Work instructions:
a. In the Southgate article, why does Southgate say England need to play well in tournaments if they want to become the top-ranked team?
b. Print the passage of the Southgate article from "Their previous best" up to and including "about his future.".

Excerpt:
━━━━
Gareth Southgate says there can be no let-up for already-qualified England if they are to win next summer’s Euros and become the top-ranked team in the world.

The Euro 2020 runners-up last month sealed their place at the 2024 edition in Germany with two matches to spare and were below par in Friday’s qualifier against Malta.

England disappointed in the 2-0 victory at a packed Wembley and will look to end 2023 on a high as they round off Euro 2024 qualification in North Macedonia.

Southgate’s side arrived in Skopje all but assured of being among the top seeds in December’s draw in Hamburg, but every moment counts as they seek to be best on the planet.

“Qualification’s done,” the England boss said ahead of the Group C finale.

“With the games at the weekend, we might be ranked third in the world at the minute, but we’re two places off where we need to be so we can’t waste games.

“Some of the players have got three games to get into a squad, some have got maybe three to get into a team, maybe a couple more if we’re talking about the team.

“There’s some things we’d like to see. But if we’re going to be a top team, then the level of performance has got to be spot on every time.”

Asked if being number one drives him on, Southgate said: “Yeah, because ultimately you achieve that through consistency and you’ve got to play well in the tournaments as well because the ranking points are higher in the tournaments.

“Also, it sets behaviours every day on the training pitch, off the training pitch.

“If you are going to be the top-ranked team, there’s no room for sloppiness or casualness. That’s got to be our drive.”

England currently sit fourth in FIFA’s world rankings, making it five straight years of being in the top five.

Their previous best since its launch was six months in the top five across 1997 and 1998, yet there remains plenty of criticism for Southgate and speculation about his future.

Monday will be England’s final qualifier before the manager’s contract expires next year and he smiled when it was mentioned that former Football Association executive David Dein had said he should get a new deal.

Asked if he anticipated this being his final qualifier in the hotseat, Southgate said: “I haven’t thought about it, really.
━━━━
Bounding-box records
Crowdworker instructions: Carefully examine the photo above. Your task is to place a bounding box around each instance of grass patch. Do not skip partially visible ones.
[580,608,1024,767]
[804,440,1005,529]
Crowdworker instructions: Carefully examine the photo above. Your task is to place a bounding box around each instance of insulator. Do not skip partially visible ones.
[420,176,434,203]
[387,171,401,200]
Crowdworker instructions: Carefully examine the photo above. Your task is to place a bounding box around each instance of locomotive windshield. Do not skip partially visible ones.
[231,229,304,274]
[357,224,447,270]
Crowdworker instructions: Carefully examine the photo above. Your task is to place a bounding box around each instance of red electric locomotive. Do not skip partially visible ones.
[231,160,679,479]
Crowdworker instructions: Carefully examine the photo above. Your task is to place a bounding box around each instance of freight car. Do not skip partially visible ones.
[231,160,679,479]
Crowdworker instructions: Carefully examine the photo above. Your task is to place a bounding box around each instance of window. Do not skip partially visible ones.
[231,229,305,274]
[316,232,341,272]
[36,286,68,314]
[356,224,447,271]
━━━━
Task solutions:
a. He says the ranking points are higher in tournaments. Reaching number one comes through consistency, and strong tournament performances carry more weight in the rankings.

b.
Their previous best since its launch was six months in the top five across 1997 and 1998, yet there remains plenty of criticism for Southgate and speculation about his future.